* _Exercise requirements_
Copy out the items word for word, from the very first line through the line that contains "Trace every instance of the row of trees now.", including both of those lines.

* _Material provided_
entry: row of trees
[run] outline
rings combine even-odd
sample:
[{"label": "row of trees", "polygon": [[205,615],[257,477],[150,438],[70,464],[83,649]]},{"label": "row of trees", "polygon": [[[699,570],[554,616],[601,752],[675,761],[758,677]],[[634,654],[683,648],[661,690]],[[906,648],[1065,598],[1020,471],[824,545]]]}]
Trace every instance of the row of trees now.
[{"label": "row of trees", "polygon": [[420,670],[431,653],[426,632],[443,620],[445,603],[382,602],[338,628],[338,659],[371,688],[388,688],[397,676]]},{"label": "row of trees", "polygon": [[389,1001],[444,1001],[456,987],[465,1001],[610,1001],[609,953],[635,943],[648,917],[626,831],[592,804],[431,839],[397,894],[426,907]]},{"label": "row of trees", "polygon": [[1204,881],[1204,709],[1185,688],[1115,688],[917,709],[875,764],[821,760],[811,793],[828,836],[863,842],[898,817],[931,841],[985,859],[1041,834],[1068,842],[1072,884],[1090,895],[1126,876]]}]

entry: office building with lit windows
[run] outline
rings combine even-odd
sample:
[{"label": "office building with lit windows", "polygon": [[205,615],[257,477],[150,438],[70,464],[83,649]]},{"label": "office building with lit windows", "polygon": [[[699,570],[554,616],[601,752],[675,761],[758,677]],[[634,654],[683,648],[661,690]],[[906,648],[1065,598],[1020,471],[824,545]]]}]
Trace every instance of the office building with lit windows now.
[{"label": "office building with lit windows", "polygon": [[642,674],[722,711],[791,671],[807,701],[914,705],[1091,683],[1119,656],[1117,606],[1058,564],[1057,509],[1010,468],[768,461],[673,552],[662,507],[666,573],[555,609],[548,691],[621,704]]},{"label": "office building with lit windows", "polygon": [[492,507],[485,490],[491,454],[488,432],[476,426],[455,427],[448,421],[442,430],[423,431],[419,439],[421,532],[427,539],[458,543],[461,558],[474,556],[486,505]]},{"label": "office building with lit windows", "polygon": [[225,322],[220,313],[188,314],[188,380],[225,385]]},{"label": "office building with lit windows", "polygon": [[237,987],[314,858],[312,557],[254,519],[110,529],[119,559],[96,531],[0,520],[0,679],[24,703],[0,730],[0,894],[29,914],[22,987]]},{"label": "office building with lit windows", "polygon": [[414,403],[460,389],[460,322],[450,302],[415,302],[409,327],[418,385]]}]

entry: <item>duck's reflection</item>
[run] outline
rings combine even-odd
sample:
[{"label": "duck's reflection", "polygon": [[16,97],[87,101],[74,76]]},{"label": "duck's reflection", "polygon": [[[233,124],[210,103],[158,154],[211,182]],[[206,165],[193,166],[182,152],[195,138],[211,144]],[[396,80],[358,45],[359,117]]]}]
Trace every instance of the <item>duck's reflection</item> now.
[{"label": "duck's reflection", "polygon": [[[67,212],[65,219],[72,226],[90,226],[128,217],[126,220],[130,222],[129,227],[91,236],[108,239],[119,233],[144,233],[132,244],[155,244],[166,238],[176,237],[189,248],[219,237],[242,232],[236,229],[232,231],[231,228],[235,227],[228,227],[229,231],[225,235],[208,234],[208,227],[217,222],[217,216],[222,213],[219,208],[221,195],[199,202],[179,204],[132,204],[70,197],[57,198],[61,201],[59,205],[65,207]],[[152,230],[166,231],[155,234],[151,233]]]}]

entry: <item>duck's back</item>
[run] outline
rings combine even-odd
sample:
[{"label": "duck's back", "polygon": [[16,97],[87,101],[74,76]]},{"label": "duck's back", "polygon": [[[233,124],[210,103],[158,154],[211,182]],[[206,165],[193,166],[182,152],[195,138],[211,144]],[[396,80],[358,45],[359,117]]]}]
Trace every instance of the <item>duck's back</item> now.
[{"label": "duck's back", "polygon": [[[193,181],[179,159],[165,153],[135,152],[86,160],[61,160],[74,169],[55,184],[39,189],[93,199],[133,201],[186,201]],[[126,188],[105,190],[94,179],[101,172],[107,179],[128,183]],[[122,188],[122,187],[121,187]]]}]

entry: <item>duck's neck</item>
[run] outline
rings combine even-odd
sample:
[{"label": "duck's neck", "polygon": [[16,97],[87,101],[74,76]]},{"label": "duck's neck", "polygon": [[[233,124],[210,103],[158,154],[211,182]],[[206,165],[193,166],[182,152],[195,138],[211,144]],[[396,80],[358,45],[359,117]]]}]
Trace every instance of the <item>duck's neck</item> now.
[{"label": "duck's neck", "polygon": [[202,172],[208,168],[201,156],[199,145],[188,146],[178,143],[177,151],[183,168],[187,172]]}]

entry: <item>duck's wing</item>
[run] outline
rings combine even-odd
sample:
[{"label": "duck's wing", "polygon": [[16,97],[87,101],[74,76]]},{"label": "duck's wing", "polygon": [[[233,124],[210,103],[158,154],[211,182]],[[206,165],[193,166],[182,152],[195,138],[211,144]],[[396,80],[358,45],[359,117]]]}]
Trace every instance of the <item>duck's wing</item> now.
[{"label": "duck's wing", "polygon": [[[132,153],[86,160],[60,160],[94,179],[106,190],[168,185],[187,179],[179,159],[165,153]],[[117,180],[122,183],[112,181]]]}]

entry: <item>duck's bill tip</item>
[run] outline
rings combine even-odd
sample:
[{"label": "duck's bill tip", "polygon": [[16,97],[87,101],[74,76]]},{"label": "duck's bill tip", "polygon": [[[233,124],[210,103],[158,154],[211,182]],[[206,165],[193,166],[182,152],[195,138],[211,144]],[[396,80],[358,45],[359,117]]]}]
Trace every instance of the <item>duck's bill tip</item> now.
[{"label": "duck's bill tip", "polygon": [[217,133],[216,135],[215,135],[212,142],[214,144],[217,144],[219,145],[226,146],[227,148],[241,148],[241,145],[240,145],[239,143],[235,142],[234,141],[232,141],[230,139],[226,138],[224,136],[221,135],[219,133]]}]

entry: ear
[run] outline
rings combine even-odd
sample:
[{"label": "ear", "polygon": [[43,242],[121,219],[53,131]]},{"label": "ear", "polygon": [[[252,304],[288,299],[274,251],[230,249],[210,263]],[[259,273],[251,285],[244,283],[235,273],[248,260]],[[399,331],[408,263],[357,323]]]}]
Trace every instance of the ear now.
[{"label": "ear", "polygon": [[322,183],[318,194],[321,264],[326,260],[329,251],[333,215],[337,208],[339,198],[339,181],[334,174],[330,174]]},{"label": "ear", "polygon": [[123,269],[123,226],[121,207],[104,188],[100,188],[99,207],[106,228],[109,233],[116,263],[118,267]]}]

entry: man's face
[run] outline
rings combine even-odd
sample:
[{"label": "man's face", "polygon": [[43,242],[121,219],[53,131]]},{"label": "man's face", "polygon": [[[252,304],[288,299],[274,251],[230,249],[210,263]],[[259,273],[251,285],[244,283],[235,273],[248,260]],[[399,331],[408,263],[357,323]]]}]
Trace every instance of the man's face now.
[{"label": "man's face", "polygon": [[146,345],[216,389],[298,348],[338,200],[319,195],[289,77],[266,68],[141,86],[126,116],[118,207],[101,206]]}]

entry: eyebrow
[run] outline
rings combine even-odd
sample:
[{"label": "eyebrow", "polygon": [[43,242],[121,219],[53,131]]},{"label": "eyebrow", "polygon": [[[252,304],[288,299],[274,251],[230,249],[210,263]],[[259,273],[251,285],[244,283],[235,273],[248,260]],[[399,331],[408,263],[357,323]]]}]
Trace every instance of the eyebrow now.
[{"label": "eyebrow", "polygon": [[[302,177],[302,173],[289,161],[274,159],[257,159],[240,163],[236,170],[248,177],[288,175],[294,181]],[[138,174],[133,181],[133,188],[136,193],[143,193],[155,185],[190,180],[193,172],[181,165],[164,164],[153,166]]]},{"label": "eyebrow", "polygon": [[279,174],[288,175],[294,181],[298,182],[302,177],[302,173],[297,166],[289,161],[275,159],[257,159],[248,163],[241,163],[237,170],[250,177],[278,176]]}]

* _Answer to this problem_
entry: row of trees
[run] outline
rings combine even-odd
sample:
[{"label": "row of trees", "polygon": [[205,615],[257,477],[150,438],[70,464],[83,649]]},{"label": "row of trees", "polygon": [[[699,570],[554,616],[601,752],[675,761],[758,677]],[[634,654],[683,648],[661,690]],[[906,648],[1065,598],[1020,471],[824,545]]]}]
Trace every instance of the row of trees now.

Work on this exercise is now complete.